::: DOCUMENT EXTRACT

NFS storage and importation

Hello, Our cluster use NFS storage (on each node as data, and on a NAS for export) We currently have a huge problem on our cluster, and export VM as OVA takes lot's of time. I checked on the NFS storage, and it looks like there's files who might be OVA in the images directory, and OVF files in the the master/vms Can someone tell me if, when i install a new engine, there's a way to get this VMs back inside the new engine (like the import tools by example) Thank you a lot for your answers, Regards, Alexis ps : it should be said in the documentation to NEVER use backup of an engine when he is in a NFS storage domain on a node. It looks like it's working, but all the data are unsynch with reality.

On Fri, Nov 23, 2018 at 1:12 PM AG <agmeshs@gmail.com> wrote:
Hello,
Our cluster use NFS storage (on each node as data, and on a NAS for export)
Looks like you invented your own hyperconverge solution. The NFS server on the node will always be accessible on the node, but if it is not accessible from other hosts, the entire DC may go down. Also you probably don't have any redundancy, so failure of single node cause downtime and data loss. Did you consider hyperconverge Gluster based setup? https://ovirt.org/documentation/gluster-hyperconverged/Gluster_Hyperconverge...
We currently have a huge problem on our cluster, and export VM as OVA takes lot's of time.
The huge problem is slow export to OVA or there is another problem?
I checked on the NFS storage, and it looks like there's files who might be OVA in the images directory,
I don't know the ova export code, but I'm sure it does not save in the images directory. It probably creates temporary volume for preparing and storing the exported ova file. Arik, how do you suggest to debug slow export to OVA?
and OVF files in the the master/vms
OVF should be stored in OVF_STORE disks. Maybe you see files created by an old version?
Can someone tell me if, when i install a new engine, there's a way to get this VMs back inside the new engine (like the import tools by example)
What do yo mean by "get this VMs back"? If you mean importing all vms and disks on storage to a new engine, yest, it should work. This is the base for oVirt DR support.
ps : it should be said in the documentation to NEVER use backup of an engine when he is in a NFS storage domain on a node. It looks like it's working, but all the data are unsynch with reality.
Do you mean hosted engine stored on NFS storage domain served by one of the nodes? Can you give more details on this problem? Please also specify oVirt version you use. Nir

(sorry for double post earlier) Le 25/11/2018 à 18:19, Nir Soffer a écrit :>
Hello,
Our cluster use NFS storage (on each node as data, and on a NAS for export)
Looks like you invented your own hyperconverge solution.
Well, when we looks at the network specs for Gluster to works, we thinked initially that was a more reasonable solution. Seems that might be true for VM, but deep wrong for the engine for any case. Regarding the engine, we thinked (once again), that the backup will allow us to rebuild in case of problem. Wrong again, backup won't work with new installation, and even if it's looks like it works on things that haven't changed, it doesn't.
The NFS server on the node will always be accessible on the node, but if it is not accessible from other hosts, the entire DC may go down.

::::::

SHORT TASK 1:
Can you copy the NFS storage thread word for word, from "On Fri, Nov" to "is another problem?", inclusive?
The listing has no connection to the NFS storage thread.

::: MATERIAL SHOWN

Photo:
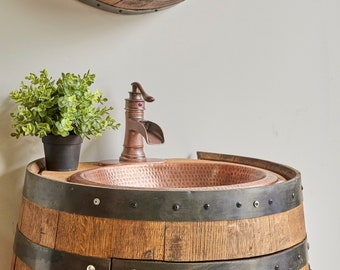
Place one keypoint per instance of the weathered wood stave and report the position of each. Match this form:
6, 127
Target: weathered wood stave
164, 241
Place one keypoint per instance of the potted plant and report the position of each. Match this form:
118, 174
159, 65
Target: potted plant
62, 112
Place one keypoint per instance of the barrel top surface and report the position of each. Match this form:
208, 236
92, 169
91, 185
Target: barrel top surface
51, 190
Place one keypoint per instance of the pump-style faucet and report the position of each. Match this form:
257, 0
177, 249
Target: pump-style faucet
136, 127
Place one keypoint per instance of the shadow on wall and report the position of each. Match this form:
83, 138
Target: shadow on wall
14, 156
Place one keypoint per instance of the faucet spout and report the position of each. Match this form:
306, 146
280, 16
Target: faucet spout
137, 128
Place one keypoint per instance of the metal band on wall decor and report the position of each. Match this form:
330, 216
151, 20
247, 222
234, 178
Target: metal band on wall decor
42, 258
131, 7
152, 205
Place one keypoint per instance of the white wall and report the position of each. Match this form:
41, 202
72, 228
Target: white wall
254, 78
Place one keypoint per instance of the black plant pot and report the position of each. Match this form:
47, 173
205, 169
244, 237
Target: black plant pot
62, 153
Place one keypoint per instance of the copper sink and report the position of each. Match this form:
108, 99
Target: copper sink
176, 174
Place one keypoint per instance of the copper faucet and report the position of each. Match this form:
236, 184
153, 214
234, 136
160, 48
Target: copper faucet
136, 127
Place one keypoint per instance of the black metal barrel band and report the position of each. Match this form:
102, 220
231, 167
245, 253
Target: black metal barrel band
153, 205
41, 258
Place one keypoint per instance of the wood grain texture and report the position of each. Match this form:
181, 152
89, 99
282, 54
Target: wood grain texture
157, 240
39, 224
170, 241
225, 240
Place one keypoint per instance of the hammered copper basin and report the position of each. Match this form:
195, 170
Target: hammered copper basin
182, 174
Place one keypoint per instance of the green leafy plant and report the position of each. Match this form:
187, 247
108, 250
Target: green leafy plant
63, 107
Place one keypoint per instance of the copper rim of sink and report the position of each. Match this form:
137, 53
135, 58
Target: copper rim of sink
177, 175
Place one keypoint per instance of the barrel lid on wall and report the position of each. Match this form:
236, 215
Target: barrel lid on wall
132, 6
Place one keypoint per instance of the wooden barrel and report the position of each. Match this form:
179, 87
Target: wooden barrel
65, 225
132, 6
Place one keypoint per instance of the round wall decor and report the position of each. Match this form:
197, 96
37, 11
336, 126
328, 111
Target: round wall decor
132, 6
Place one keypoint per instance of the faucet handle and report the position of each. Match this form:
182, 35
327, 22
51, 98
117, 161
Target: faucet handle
137, 86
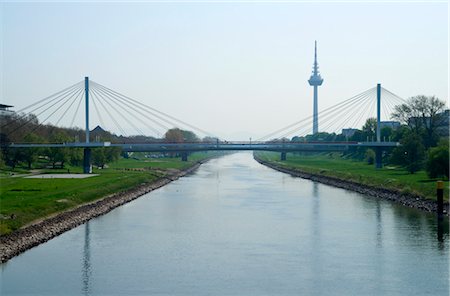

::::::

SHORT TASK 2:
Can you rewrite the lines of the listing from the one holding "Place one keypoint per instance of the faucet handle" through the end of the listing, inclusive, with only the answer coordinates multiplied by 2.25 and rounded to whole numbers, halves up? Keep the requests and their format samples unchanged, and omit the pictures.

COMPLETE RESPONSE 1:
On Fri, Nov 23, 2018 at 1:12 PM AG <agmeshs@gmail.com> wrote:
Hello,
Our cluster use NFS storage (on each node as data, and on a NAS for export)
Looks like you invented your own hyperconverge solution. The NFS server on the node will always be accessible on the node, but if it is not accessible from other hosts, the entire DC may go down. Also you probably don't have any redundancy, so failure of single node cause downtime and data loss. Did you consider hyperconverge Gluster based setup? https://ovirt.org/documentation/gluster-hyperconverged/Gluster_Hyperconverge...
We currently have a huge problem on our cluster, and export VM as OVA takes lot's of time.
The huge problem is slow export to OVA or there is another problem?

COMPLETE RESPONSE 2:
Place one keypoint per instance of the faucet handle and report the position of each. Match this form:
182, 35
327, 22
51, 98
117, 161
Target: faucet handle
308, 194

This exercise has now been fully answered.